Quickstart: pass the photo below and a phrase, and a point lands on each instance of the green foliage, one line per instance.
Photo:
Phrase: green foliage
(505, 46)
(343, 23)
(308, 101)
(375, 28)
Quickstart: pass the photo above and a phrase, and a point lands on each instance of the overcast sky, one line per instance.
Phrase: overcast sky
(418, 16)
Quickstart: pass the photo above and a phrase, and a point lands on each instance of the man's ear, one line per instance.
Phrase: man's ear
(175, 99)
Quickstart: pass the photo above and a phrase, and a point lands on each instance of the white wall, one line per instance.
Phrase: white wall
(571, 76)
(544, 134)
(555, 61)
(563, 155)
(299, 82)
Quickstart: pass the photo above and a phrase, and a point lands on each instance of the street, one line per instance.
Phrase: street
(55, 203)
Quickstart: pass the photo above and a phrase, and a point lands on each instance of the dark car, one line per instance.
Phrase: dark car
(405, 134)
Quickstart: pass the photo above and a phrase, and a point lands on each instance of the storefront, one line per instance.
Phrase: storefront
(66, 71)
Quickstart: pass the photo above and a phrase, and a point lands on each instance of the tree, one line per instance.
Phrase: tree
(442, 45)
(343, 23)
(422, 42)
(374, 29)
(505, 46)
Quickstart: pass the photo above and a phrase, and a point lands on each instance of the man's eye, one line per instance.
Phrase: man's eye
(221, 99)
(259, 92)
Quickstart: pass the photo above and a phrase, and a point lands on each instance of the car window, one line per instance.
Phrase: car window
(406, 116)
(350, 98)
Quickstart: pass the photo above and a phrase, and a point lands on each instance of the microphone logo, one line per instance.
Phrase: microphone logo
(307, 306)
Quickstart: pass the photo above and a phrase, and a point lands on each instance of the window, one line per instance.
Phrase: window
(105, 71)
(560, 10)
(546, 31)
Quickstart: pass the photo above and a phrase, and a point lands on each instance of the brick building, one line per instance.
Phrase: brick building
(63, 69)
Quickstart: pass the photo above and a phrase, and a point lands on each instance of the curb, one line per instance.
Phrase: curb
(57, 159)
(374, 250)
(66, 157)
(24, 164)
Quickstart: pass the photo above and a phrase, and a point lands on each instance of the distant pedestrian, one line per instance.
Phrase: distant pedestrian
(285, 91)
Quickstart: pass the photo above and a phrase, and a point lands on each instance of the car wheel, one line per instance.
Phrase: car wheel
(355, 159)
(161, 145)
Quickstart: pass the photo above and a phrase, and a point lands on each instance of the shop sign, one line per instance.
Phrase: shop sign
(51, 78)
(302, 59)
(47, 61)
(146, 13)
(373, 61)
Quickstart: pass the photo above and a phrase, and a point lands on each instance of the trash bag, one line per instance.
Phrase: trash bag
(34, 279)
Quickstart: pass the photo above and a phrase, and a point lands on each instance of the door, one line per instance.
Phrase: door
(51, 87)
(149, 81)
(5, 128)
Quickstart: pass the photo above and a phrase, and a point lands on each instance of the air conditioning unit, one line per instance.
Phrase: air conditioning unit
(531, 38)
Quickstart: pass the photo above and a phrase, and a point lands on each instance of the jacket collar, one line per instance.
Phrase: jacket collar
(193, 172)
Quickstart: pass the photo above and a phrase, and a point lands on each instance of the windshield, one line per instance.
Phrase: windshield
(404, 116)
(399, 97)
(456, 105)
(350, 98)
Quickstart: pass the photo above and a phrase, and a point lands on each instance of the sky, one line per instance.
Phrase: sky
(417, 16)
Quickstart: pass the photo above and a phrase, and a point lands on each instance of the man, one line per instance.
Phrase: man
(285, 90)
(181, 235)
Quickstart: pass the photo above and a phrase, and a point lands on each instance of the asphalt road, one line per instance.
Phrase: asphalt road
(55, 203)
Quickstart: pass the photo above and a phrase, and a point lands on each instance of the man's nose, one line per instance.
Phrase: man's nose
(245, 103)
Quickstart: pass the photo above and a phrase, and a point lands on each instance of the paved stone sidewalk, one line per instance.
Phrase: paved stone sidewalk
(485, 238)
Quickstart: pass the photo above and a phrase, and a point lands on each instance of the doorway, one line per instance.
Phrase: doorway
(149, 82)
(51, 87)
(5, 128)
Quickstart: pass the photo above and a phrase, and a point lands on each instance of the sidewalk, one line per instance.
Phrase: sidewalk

===

The output should be exactly the lines from the one containing "man, one line per instance." to the final line of the listing above, inclusive.

◆ **Output**:
Quickstart: pass the photo above and a phrase, and a point lands on each instance of the man, one line per instance.
Phrase: man
(285, 90)
(181, 235)
Quickstart: pass the photo above and a phrase, and a point lands on each instance of the asphalt road, one line per instance.
Phrase: asphalt road
(55, 203)
Quickstart: pass the photo above and a phrase, and a point lands on each instance of the man's nose, one line per instance.
Phrase: man's nose
(245, 103)
Quickstart: pass the photo above and a phrase, and a point lands on each instance of the paved stone sidewalk, one line per instance.
Phrase: paved stone sidewalk
(485, 238)
Quickstart: pass the photo above and a phrase, and a point lands on each instance of the doorway, one line per instance.
Phrase: doorway
(149, 82)
(51, 87)
(5, 128)
Quickstart: pass the photo above and a phrase, and a point lands on each instance of the sidewalk, one line per instance.
Phrase: sidewalk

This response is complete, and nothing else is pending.